[Problems]
[A] In the biographical sketch of Alice Schiavon, rewrite the part that opens with the words containing "Alice was the" and closes with "Street in Conneaut.", changing "Nickel Plate Railroad" to "Erie Railroad".
[B] For each statement, say whether the biographical sketch of Alice Schiavon agrees with it, answering yes or no and quoting the deciding words: (i) Alice was the eldest of four children. (ii) Tom McGinnis was a native of New York City. (iii) In Chicago, the McGinnis family lived in a house on Drexel Avenue.
[C] According to the biographical sketch of Alice Schiavon, where was Ralph Schiavon stationed when Alice met him?

[Text excerpt]
+ + + + + + +

Alice Gaffney (McGinnis) Schiavon

 

Alice Gaffney (McGinnis) Schiavon

Born June 14, 1895, in Conneaut, Ohio
Died January 1, 1963, in Chicago, Illinois

My beloved grandmother, Alice (McGinnis) Schiavon, was a bit of a rebel.

 

Charming, but a rebel nonetheless. As a child, she did not want to go to school. She would line up in the morning with her classmates at St. Mary’s School and wait for them to process into class, and then she would walk in the opposite direction toward a nearby field, where she would play with her dolls, returning home at the end of the school day.

This continued on and off for several years. When she was about 12, Alice visited cousins in Cleveland, Ohio, for a couple of months. When her aunt asked her what grade she was in, Alice realized that she was not sure. She would say years later that “the jig was up.” She decided to attend eighth grade with her cousin and surprised herself when she proved to be a good student. She returned to her home in Conneaut, Ohio, and successfully completed the year at St.Mary’s. The picture below shows her with her class at St. Mary’s High School, bottom row, far right.

Alice was the youngest of four children born to Thomas “Tom” Eugene and Mary Jane “Janie” (Gaffney) McGinnis. Tom was a New York City native who ran away to sea following the deaths of his own parents. After years of traveling the world as a sailor, he returned to the United States and went to work on the Nickel Plate Railroad in Conneaut, Ohio, where he met and married Janie. Tom, Janie, and their children, Benita, John, Eugene, and Alice lived at 78 Mill Street in Conneaut.

Alice Gaffney was born on Flag Day, June 14, 1895, in Conneaut and was baptized at St. Mary’s Church. She was a sweet and beautiful little girl with soft blue eyes, long bright red hair, and a merry, freckled face. She had a playful imagination and was a free spirit like her adventurer father. Much to her dismay, her fair Irish looks earned her the name of “Carrot Top,” and she spent many an hour hiding in a fire lookout tower with her brother Gene, playing with her dolls until the other children went home.

Around the turn of the century, the McGinnis family moved from Conneaut to Chicago, Illinois, where they lived in a house on Drexel Avenue. Alice met her future husband, Ralph Schiavon, while he was stationed at Great Lakes Naval Station in Chicago. They began a long-distance courtship through the mail, and in one letter Ralph shared with Alice his dream of one day owning his own general store so that they would have enough money to get married and have a family.

+ + + + + + +

[Given entries]
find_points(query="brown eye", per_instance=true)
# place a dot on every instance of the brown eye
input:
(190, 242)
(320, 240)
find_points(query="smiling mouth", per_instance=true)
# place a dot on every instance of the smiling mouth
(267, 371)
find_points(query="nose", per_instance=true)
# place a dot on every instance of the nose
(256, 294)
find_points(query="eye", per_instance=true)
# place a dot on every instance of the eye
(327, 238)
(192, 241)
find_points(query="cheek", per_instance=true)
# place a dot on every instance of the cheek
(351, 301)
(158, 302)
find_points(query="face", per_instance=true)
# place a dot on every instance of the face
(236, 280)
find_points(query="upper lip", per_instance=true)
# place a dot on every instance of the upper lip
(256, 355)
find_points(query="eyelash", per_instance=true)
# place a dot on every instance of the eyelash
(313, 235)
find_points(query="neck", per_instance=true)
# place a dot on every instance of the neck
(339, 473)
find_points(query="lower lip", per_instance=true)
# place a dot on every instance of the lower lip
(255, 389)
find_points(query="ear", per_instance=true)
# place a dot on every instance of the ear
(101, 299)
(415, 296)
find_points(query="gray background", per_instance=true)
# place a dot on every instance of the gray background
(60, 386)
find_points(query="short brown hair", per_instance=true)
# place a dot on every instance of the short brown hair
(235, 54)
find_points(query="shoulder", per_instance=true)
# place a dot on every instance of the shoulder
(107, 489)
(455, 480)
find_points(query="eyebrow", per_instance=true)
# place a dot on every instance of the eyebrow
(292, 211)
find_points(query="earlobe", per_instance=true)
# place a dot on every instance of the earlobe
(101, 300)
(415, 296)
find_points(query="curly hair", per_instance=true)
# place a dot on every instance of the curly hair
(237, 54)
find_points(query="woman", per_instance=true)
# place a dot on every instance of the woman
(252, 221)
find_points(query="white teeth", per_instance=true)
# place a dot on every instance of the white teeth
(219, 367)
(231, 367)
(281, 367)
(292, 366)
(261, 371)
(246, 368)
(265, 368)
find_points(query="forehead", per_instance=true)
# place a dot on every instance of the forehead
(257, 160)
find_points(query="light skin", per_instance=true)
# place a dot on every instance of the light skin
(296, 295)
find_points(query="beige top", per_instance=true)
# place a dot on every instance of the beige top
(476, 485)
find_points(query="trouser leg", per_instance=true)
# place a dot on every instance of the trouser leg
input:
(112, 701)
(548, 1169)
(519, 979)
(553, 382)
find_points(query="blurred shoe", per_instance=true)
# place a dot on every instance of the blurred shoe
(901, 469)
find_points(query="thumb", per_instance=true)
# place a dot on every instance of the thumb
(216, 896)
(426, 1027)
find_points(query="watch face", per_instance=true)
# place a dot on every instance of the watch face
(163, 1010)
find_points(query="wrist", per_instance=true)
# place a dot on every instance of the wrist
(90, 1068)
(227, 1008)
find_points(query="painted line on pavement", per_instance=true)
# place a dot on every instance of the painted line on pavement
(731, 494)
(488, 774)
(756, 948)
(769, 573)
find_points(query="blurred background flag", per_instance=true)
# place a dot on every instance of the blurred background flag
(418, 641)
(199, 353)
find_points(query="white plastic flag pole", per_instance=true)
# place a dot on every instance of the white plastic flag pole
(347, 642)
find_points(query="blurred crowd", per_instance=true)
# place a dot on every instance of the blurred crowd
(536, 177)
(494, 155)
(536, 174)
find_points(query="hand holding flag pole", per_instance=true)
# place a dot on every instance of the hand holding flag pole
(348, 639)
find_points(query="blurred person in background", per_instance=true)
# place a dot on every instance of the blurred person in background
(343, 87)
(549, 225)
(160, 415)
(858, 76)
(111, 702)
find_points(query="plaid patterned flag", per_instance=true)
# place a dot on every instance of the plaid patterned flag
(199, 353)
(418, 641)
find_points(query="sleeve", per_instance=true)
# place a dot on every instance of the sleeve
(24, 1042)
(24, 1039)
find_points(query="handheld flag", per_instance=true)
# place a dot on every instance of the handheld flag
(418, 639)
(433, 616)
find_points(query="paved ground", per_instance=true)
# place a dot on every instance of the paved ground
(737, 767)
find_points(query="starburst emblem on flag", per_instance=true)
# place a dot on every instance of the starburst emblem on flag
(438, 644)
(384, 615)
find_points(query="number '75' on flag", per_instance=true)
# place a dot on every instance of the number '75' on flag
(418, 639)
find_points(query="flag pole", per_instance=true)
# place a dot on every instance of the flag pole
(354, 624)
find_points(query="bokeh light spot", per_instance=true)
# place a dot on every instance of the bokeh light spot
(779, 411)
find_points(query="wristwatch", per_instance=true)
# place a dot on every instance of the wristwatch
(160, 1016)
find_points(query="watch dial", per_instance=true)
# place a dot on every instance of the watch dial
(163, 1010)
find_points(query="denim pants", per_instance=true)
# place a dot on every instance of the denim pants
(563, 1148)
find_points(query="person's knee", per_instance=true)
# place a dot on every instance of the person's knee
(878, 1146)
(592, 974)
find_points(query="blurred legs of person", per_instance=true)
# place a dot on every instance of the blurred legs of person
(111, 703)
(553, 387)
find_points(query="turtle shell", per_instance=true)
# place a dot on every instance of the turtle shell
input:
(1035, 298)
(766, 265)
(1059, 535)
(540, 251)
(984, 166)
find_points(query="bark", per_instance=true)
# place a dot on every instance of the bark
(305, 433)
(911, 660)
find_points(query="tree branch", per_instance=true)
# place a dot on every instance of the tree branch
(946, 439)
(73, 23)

+ + + + + + +

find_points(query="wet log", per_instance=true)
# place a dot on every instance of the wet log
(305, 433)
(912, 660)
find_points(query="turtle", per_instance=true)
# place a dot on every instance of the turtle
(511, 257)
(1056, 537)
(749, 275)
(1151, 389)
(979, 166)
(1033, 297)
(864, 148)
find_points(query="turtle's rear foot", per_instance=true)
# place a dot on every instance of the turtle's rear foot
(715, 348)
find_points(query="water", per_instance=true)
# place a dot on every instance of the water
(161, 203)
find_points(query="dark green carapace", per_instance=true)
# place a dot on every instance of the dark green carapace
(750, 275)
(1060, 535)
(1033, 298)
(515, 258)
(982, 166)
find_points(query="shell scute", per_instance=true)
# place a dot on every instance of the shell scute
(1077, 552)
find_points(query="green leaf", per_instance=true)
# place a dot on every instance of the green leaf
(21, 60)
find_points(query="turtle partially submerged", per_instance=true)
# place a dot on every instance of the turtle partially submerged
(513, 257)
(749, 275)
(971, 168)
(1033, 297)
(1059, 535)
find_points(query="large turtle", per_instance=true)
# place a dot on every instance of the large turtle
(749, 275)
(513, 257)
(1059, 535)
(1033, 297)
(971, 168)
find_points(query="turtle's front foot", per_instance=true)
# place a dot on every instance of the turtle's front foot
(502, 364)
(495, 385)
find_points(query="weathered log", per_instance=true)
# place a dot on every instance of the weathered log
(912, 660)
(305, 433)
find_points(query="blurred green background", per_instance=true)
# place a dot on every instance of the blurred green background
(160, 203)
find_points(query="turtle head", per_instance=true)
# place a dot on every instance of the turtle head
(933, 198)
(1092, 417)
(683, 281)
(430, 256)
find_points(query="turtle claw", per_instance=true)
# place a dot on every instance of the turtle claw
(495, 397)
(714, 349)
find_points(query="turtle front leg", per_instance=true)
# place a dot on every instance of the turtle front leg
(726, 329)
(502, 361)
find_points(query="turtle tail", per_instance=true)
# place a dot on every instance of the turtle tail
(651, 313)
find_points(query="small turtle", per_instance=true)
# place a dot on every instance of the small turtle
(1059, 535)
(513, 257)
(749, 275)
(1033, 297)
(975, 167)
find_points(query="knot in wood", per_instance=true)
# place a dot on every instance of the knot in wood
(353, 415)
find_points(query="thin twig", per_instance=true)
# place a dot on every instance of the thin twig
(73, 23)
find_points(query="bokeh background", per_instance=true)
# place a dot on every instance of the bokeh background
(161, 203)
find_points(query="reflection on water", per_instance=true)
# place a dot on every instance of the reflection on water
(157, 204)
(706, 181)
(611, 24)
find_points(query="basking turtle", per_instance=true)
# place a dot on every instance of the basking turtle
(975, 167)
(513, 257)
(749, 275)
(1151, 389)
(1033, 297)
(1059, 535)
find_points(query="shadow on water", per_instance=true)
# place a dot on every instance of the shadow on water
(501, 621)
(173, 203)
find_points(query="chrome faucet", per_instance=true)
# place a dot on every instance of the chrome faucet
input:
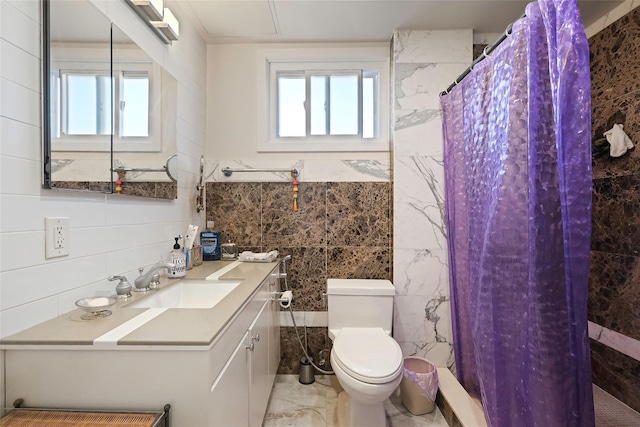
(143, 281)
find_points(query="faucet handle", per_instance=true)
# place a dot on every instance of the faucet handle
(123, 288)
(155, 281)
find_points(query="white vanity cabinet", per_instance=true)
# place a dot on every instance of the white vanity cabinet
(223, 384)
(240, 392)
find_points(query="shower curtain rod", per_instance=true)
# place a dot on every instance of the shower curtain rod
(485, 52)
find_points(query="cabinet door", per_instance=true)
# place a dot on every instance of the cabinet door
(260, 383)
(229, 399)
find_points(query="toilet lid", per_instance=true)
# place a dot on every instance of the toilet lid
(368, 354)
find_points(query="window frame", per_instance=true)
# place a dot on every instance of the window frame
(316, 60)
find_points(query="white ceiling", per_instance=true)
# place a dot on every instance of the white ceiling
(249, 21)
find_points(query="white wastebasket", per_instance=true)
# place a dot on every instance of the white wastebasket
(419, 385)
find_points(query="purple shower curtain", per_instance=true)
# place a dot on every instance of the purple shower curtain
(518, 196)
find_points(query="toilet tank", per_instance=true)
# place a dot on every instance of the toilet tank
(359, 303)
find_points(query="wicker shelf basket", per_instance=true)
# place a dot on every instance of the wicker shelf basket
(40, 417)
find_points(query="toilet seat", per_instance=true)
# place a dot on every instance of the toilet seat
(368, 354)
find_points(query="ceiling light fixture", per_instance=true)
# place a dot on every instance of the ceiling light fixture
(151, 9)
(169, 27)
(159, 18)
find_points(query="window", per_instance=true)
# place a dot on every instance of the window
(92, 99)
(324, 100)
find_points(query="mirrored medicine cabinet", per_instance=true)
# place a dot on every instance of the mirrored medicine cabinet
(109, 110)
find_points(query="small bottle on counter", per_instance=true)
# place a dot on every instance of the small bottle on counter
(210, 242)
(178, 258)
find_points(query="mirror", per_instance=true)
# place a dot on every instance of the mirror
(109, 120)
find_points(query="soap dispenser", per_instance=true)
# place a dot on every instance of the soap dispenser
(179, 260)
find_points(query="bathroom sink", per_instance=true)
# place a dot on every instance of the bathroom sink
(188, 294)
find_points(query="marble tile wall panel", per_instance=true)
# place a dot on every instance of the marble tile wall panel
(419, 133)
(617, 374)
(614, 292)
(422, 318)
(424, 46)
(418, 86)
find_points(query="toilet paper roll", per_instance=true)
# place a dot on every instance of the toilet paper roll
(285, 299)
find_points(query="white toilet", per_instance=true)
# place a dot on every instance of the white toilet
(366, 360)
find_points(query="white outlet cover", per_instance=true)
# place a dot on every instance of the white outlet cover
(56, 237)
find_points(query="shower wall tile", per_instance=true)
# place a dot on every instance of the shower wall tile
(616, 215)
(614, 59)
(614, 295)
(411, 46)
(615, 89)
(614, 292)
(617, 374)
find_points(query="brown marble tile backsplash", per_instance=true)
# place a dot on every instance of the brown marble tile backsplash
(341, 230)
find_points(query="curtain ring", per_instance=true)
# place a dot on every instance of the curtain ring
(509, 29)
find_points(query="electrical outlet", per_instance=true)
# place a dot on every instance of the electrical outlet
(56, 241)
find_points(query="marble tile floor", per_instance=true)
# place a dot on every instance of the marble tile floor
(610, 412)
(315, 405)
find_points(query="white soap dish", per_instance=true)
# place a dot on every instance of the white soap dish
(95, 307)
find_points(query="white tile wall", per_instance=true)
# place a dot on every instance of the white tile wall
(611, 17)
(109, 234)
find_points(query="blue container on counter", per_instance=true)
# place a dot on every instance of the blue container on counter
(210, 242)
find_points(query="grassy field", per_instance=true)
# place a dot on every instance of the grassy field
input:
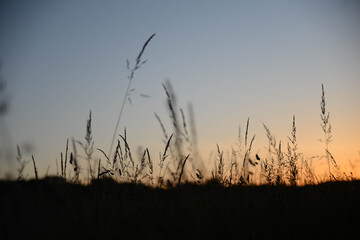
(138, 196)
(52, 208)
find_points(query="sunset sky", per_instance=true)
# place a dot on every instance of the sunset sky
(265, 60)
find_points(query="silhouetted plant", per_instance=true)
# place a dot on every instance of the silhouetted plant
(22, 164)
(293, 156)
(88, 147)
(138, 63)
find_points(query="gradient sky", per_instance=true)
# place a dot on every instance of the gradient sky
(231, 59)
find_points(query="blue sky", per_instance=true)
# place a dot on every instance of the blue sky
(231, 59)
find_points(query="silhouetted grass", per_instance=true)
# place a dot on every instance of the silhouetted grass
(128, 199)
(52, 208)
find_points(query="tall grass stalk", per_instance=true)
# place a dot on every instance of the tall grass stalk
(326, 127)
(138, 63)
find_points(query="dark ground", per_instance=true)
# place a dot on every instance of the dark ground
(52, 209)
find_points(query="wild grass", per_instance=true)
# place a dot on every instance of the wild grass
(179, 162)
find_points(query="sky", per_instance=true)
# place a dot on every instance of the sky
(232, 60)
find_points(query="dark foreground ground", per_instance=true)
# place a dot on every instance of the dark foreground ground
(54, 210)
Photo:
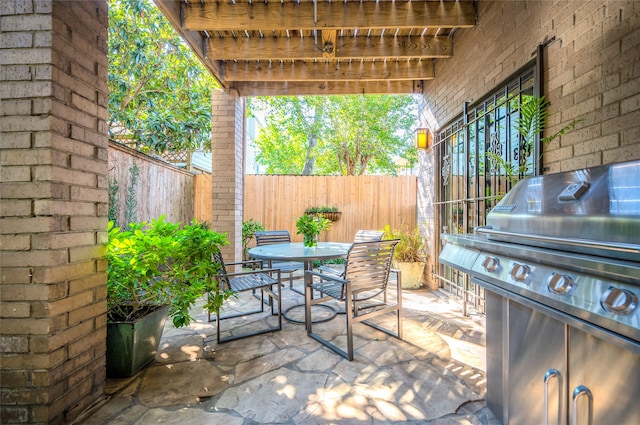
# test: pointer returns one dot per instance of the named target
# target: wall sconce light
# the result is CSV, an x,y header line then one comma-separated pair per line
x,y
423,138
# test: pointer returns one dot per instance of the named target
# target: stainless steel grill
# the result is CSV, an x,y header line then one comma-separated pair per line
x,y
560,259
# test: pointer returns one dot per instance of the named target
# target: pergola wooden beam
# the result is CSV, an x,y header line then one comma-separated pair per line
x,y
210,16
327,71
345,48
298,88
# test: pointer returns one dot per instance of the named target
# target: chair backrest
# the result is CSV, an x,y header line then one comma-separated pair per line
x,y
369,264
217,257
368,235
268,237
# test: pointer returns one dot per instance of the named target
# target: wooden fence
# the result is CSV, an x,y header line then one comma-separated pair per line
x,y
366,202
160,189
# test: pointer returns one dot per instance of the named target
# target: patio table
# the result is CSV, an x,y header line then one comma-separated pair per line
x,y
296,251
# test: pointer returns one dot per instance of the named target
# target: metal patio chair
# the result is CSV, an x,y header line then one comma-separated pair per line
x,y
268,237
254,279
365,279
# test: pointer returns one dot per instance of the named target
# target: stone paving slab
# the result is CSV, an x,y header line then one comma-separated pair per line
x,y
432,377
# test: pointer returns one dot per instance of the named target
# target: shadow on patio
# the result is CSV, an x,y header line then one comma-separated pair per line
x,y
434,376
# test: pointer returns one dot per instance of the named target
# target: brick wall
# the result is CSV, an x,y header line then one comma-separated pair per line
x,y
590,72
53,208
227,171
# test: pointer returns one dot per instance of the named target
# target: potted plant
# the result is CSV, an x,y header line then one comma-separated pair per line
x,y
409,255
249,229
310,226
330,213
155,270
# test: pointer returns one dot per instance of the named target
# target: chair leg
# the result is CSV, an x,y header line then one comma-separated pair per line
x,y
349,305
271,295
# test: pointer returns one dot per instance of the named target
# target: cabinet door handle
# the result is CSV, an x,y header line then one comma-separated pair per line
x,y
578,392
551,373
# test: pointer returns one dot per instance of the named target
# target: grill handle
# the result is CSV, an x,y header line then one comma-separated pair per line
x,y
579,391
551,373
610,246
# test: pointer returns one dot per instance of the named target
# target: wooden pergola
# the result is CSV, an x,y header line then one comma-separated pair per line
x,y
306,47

+ + + + + + +

[Answers given]
[A]
Alice was the youngest of four children born to Thomas “Tom” Eugene and Mary Jane “Janie” (Gaffney) McGinnis. Tom was a New York City native who ran away to sea following the deaths of his own parents. After years of traveling the world as a sailor, he returned to the United States and went to work on the Erie Railroad in Conneaut, Ohio, where he met and married Janie. Tom, Janie, and their children, Benita, John, Eugene, and Alice lived at 78 Mill Street in Conneaut.

[B]
(i) No: "Alice was the youngest of four children"
(ii) Yes: "Tom was a New York City native"
(iii) Yes: "where they lived in a house on Drexel Avenue"

[C] At Great Lakes Naval Station in Chicago.